• Your instructions
Reproduce all of the data below verbatim, leaving out the pictures.

[Position annotation records]
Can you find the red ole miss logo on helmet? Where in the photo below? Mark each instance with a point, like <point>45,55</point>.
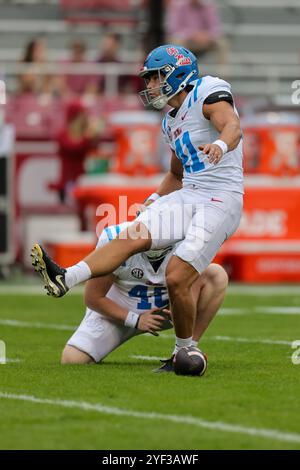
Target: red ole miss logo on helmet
<point>181,59</point>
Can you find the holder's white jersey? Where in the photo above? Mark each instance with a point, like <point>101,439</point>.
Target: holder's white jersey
<point>189,129</point>
<point>137,287</point>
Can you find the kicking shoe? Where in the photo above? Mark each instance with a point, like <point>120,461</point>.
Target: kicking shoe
<point>52,274</point>
<point>190,361</point>
<point>167,365</point>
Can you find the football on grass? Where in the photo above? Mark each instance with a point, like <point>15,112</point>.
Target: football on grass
<point>190,361</point>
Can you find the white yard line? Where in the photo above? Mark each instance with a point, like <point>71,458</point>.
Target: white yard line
<point>236,339</point>
<point>278,310</point>
<point>43,326</point>
<point>263,290</point>
<point>272,434</point>
<point>233,290</point>
<point>248,340</point>
<point>145,358</point>
<point>32,290</point>
<point>8,360</point>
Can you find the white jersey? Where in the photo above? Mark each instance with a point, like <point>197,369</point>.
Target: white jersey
<point>189,129</point>
<point>137,287</point>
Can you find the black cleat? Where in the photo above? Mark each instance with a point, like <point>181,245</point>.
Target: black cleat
<point>167,365</point>
<point>190,361</point>
<point>52,274</point>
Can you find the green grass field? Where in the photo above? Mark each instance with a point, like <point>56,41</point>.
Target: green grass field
<point>248,399</point>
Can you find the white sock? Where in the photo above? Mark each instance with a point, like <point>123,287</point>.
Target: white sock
<point>76,274</point>
<point>182,343</point>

• Written answer
Can you find the red ole miss logo on helmet? Where in the photo below? Mark each instance with a point, like <point>45,55</point>.
Target: red ole miss logo on helmet
<point>181,59</point>
Can you find the holder's white jersey? Where in the photo above? Mark each instance with a point, like <point>101,439</point>.
Target: holder's white jersey
<point>189,129</point>
<point>137,287</point>
Can you find the kicking shoe? Where in the photo above? Mark each instance with a point, like <point>120,461</point>.
Target: kicking shoe
<point>52,274</point>
<point>190,361</point>
<point>167,365</point>
Can you find the football on grass? Where in the photo above? Mark each instance with a point, like <point>15,112</point>.
Target: football on grass
<point>190,361</point>
Can you find the white yard line? Where in the photo above? Mark each instance with a point, like <point>71,458</point>.
Target: white yard line
<point>236,339</point>
<point>278,310</point>
<point>43,326</point>
<point>263,290</point>
<point>272,434</point>
<point>233,290</point>
<point>248,340</point>
<point>145,358</point>
<point>32,290</point>
<point>8,360</point>
Can you find the white jersey? Where in the photo above? Mark each instance with a point, like <point>197,369</point>.
Target: white jersey
<point>189,129</point>
<point>137,287</point>
Can you find the black cleat? Where in the photo above? Mark each instance with a point, like <point>181,245</point>.
Target: black cleat
<point>167,365</point>
<point>190,361</point>
<point>52,274</point>
Can you find the green grass field? Where in the photo above? Mark each instance with a point, like <point>56,41</point>.
Target: green grass field
<point>248,399</point>
Can you find the white sock? Where in the photo above? Mark each instance with a point, like <point>123,287</point>.
Target: white sock
<point>76,274</point>
<point>182,343</point>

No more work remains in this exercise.